Location identification entries
┌────────

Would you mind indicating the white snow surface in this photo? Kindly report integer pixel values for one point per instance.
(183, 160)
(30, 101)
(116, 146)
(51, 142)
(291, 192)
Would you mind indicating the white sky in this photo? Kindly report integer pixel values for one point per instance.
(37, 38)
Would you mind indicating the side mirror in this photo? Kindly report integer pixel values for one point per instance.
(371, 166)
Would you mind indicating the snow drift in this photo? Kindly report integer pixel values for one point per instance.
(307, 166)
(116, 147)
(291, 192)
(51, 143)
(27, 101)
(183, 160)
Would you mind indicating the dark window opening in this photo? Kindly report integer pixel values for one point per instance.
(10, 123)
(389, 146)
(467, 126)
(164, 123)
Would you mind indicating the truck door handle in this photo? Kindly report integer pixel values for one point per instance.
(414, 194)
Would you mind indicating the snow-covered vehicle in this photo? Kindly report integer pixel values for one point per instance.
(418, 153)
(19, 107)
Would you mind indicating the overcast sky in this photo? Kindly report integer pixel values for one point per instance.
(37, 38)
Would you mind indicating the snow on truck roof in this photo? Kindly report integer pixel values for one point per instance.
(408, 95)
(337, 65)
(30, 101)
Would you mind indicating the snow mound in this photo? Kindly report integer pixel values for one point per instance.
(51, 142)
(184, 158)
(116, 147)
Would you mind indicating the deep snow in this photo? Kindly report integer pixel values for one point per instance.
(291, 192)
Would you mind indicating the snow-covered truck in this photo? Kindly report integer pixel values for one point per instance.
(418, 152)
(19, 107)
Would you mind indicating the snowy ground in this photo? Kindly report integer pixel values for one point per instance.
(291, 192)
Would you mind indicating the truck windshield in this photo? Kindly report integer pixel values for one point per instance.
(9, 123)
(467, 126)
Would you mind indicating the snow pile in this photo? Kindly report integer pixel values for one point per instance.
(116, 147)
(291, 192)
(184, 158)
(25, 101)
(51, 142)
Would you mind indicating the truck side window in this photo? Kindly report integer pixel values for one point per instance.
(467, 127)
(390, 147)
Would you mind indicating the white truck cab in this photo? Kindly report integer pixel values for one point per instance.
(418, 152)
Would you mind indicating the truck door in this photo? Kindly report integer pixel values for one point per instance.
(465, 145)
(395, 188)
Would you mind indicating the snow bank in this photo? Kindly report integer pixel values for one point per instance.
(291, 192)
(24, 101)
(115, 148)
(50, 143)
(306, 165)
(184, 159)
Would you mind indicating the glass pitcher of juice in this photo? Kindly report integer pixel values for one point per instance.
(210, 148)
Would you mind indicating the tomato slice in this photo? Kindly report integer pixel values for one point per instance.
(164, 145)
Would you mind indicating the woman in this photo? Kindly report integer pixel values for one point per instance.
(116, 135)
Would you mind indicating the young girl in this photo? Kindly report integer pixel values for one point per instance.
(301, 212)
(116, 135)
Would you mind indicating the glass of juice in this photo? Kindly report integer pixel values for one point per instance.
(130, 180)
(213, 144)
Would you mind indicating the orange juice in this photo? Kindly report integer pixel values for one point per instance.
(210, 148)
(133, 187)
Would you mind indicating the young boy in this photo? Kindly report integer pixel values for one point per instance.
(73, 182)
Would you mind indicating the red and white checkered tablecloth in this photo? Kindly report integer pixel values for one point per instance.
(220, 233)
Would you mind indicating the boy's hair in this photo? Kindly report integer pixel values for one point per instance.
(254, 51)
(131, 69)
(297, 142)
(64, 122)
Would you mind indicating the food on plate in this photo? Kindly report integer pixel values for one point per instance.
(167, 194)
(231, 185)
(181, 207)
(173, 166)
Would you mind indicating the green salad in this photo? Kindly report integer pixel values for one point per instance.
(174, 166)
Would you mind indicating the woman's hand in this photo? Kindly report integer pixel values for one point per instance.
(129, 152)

└────────

--- Goal ---
Rewrite all of the material above, changing "Would you mind indicating" to "Could you point out" wherever it occurs and leaving everything else as it is.

--- Response ---
Could you point out the white snow surface in this photo? Kindly report integer pixel values for one point per instance.
(183, 160)
(30, 101)
(116, 146)
(51, 142)
(291, 192)
Could you point out the white sky in this photo? Kindly report integer pixel values for one point per instance.
(37, 38)
Could you point out the side mirror in this photo? Kindly report integer pixel values for one point per instance.
(371, 166)
Could you point out the snow drift in this photo? Kindly report integer pixel values for one point per instance.
(307, 166)
(116, 147)
(291, 192)
(51, 143)
(27, 101)
(183, 160)
Could you point out the dark window opening in this photo? Kindly report integer pixel values for one point per instance.
(10, 123)
(389, 146)
(467, 126)
(164, 123)
Could you point out the truck door handle in this photo? Kindly report integer pixel values for one point per instance.
(414, 194)
Could you point out the snow-covered vehicle in this photo? Kindly report integer pixel values for one point per instance.
(418, 153)
(19, 107)
Could you point out the overcast sky in this photo? Kindly report integer pixel values for one point per instance.
(37, 38)
Could you point out the snow on truck roof in this photo? Kindly report integer pixel values for one point per instance.
(408, 95)
(337, 65)
(30, 101)
Could you point out the snow mound in this photo? Kindly report integer pixel values for one point per instance.
(51, 142)
(184, 158)
(116, 147)
Could you point out the deep snow in this photo? Kindly report integer pixel values for one point per instance.
(291, 192)
Could you point out the snow-covered truck in this photo? Kindly report integer pixel values for one point per instance.
(418, 152)
(19, 107)
Could you point out the snowy ground in this photo? Kindly report integer pixel values for one point per instance.
(291, 192)
Could you point out the truck windshield in this photo? Kindly report integer pixel values for one point per instance.
(9, 123)
(467, 126)
Could you point out the snow pile in this photo? Kindly report integer pixel values for one point per instance.
(116, 147)
(291, 192)
(184, 158)
(25, 101)
(51, 142)
Could you point out the truck side window in this photo? Kindly report integer pixel values for one point per instance.
(467, 127)
(390, 147)
Could you point out the white truck cab in this photo? Kindly report integer pixel values for one point per instance.
(418, 152)
Could you point out the truck door in this photo? Kindly report integer pixel values for one point per instance.
(465, 145)
(395, 188)
Could you point out the snow bank in this photo? Kindly report integer pixel values for one point per instance.
(291, 192)
(24, 101)
(115, 148)
(50, 143)
(306, 165)
(184, 159)
Could you point out the glass pitcher of juice in this photo? Kindly report integer pixel values for one point per instance.
(210, 148)
Could you point out the tomato slice in this photo? Kindly report integer pixel values for one point per instance.
(164, 145)
Could you point out the woman in this photo? Kindly report integer pixel values for one point per instance.
(116, 135)
Could you point out the young girl in this photo? Kindly report integer pixel values for one point per instance.
(301, 212)
(116, 135)
Could you point out the glass of juice in this photo? Kindly report integer pixel values for one point per instance.
(130, 180)
(213, 144)
Could you point out the orange juice in this photo? Kindly report integer pixel values for one point per instance.
(210, 148)
(133, 187)
Could you point out the young boy in this photo? Kindly report integer pixel values for one point per instance.
(73, 182)
Could you point out the red and white checkered tablecloth in this photo? Kindly report integer pixel values for one point per instance.
(220, 233)
Could you point out the boy's hair in this photo? Kindly report integer pixel values for one point per instance.
(254, 51)
(131, 69)
(297, 142)
(64, 122)
Could you point out the food on plate in this photo? Kindly report integer pixel values for one point per instance.
(167, 194)
(231, 185)
(181, 207)
(173, 166)
Could you point out the green salad in this photo? Kindly report integer pixel values for one point per instance.
(174, 166)
Could you point out the woman's hand in this photo? Kindly report integer pixel values for one point per instance.
(129, 152)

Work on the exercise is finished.